# The task
Filter the entries that follow, copying every line in which the word "plank" appears.
··· Extracted data ···
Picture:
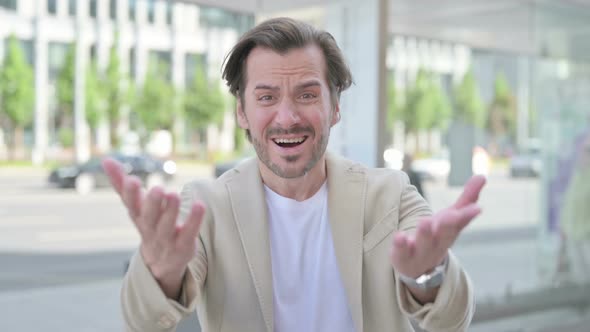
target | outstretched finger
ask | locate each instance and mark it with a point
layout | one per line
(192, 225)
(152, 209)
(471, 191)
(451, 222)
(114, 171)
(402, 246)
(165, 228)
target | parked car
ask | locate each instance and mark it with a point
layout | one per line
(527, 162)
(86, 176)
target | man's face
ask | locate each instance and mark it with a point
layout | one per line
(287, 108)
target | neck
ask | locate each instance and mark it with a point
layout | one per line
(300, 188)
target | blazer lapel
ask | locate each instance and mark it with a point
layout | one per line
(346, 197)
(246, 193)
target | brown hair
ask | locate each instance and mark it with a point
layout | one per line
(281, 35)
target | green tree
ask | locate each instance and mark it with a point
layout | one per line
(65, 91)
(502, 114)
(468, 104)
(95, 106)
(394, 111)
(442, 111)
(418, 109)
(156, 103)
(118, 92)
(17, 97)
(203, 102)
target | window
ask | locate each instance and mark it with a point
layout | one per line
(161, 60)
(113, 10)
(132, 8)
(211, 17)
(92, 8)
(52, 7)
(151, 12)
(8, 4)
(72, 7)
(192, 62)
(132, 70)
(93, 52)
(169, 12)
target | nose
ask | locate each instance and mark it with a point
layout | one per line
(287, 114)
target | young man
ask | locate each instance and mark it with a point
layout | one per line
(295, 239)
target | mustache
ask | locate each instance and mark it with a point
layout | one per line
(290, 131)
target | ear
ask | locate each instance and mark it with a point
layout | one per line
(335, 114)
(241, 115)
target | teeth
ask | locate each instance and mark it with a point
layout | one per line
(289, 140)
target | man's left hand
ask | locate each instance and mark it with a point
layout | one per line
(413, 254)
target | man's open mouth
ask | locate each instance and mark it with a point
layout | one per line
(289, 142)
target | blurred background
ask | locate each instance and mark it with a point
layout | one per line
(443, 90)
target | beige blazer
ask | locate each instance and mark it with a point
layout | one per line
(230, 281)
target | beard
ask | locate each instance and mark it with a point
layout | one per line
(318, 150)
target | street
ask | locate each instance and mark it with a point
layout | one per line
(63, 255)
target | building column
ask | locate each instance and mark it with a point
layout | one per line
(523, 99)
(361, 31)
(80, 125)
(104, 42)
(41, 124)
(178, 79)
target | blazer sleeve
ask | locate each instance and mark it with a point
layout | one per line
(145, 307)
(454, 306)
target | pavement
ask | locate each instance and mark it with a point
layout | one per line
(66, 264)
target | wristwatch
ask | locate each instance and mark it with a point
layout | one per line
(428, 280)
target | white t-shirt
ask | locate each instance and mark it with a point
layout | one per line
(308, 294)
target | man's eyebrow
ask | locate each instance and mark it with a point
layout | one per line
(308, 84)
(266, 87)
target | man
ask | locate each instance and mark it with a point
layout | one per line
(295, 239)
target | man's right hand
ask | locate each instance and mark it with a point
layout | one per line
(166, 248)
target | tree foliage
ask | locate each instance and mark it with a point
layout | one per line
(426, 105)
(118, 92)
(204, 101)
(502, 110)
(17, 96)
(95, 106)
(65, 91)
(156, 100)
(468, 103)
···
··· Extracted data ···
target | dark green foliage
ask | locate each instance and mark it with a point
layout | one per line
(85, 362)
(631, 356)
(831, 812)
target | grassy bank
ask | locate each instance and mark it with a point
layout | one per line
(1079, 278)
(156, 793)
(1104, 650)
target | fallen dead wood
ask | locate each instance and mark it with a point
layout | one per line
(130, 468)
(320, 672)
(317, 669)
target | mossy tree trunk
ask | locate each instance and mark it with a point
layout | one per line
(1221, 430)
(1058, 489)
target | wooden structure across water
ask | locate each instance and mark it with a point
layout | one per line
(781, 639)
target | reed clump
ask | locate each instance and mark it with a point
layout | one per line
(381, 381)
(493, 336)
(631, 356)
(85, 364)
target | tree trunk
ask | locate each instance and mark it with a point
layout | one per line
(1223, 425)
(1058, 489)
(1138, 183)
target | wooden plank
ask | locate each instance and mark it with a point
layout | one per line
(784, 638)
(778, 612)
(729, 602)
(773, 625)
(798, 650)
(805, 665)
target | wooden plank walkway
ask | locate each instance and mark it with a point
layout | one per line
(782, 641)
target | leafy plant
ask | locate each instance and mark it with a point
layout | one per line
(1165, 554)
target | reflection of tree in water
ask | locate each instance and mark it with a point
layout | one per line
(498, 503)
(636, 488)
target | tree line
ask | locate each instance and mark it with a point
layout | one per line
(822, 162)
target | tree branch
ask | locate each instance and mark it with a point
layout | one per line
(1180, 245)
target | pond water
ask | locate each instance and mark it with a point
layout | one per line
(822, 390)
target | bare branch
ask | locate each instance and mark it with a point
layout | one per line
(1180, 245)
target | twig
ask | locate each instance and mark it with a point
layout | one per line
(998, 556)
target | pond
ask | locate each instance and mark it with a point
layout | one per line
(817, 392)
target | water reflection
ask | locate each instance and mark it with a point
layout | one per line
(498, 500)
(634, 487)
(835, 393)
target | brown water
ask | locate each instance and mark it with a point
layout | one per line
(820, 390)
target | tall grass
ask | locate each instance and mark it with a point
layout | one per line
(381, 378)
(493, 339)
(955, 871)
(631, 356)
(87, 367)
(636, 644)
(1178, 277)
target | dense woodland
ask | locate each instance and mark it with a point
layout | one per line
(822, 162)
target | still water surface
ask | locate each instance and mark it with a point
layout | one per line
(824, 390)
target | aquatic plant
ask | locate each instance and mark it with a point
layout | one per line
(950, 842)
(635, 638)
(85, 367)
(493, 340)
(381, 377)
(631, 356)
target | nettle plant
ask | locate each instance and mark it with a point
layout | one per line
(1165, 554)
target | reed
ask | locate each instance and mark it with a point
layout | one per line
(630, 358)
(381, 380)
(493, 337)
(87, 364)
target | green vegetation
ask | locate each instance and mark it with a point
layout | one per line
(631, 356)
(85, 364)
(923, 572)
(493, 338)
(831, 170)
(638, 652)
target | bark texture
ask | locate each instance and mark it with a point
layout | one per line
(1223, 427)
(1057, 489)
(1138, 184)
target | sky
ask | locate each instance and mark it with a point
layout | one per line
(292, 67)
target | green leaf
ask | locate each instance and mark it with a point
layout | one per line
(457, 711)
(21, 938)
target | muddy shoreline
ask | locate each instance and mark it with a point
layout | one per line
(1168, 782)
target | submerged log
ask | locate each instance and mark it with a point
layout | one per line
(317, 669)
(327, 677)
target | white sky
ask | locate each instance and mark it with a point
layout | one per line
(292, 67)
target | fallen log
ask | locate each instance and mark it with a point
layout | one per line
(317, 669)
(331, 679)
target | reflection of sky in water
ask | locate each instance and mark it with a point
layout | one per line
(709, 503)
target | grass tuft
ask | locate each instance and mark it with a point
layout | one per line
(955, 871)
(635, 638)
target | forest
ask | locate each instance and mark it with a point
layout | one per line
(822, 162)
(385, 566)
···
# Solved problem
target | wooden plank
target | wooden plank walkway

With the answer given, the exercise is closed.